> **Your task**: Quote the records word for word, from the line containing "# locate white tent" through the last line of the records, including both.

[Point placement records]
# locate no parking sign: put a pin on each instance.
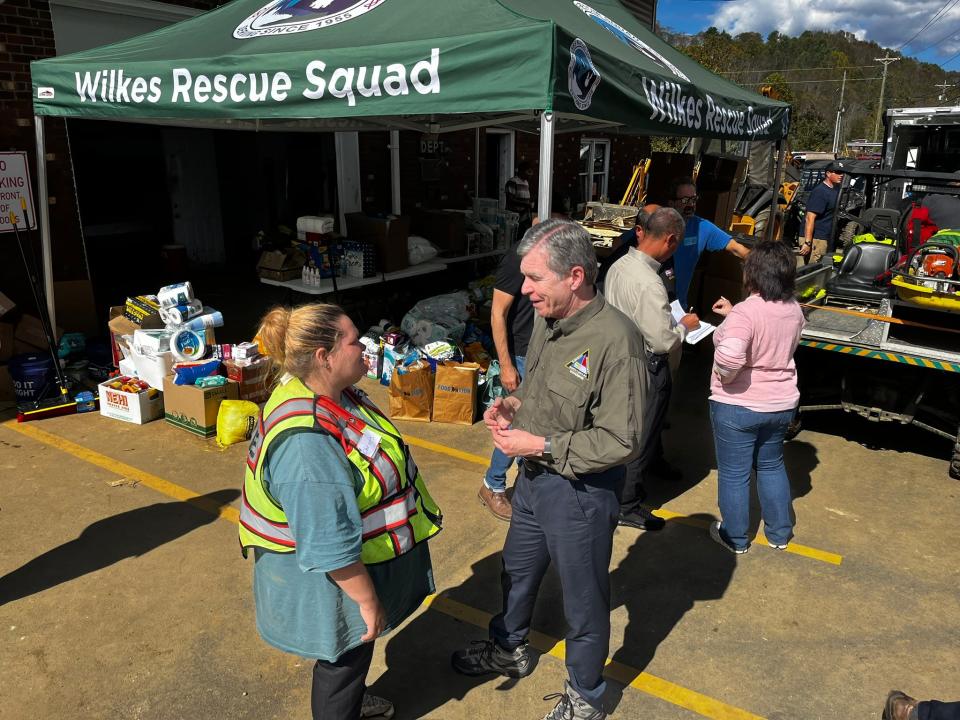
(14, 189)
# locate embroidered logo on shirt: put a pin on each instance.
(580, 365)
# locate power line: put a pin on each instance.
(949, 6)
(807, 82)
(831, 67)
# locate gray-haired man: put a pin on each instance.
(575, 420)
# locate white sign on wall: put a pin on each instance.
(15, 190)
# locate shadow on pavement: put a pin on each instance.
(419, 679)
(659, 580)
(101, 544)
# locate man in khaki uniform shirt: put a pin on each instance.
(634, 287)
(575, 420)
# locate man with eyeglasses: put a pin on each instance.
(700, 235)
(821, 205)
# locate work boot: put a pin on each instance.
(900, 707)
(572, 706)
(642, 519)
(487, 657)
(662, 470)
(496, 503)
(376, 707)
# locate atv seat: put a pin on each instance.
(856, 279)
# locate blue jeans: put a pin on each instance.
(496, 476)
(746, 439)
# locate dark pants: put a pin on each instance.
(656, 404)
(936, 710)
(571, 524)
(338, 687)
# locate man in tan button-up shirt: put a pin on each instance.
(634, 287)
(575, 420)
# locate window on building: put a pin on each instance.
(594, 170)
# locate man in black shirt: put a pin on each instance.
(818, 223)
(511, 320)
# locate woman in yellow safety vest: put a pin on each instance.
(335, 510)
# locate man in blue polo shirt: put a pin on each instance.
(699, 235)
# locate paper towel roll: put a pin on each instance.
(315, 223)
(186, 344)
(176, 294)
(179, 314)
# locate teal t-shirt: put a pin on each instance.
(299, 608)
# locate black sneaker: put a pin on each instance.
(487, 657)
(641, 519)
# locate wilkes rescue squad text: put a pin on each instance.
(115, 86)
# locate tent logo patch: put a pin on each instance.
(282, 17)
(582, 75)
(628, 38)
(580, 366)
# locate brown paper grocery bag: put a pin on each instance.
(411, 392)
(455, 393)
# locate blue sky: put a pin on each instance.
(891, 23)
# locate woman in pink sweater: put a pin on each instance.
(753, 397)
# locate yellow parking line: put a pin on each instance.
(795, 548)
(120, 468)
(443, 449)
(624, 674)
(758, 539)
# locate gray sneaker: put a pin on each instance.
(572, 706)
(718, 538)
(376, 707)
(487, 657)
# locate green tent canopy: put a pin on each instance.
(427, 65)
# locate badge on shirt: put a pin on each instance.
(368, 443)
(580, 365)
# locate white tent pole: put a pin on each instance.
(44, 221)
(774, 216)
(546, 165)
(395, 171)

> **Answer to the problem**:
# locate white tent pole: put a pin on each instance.
(44, 221)
(774, 216)
(546, 165)
(395, 171)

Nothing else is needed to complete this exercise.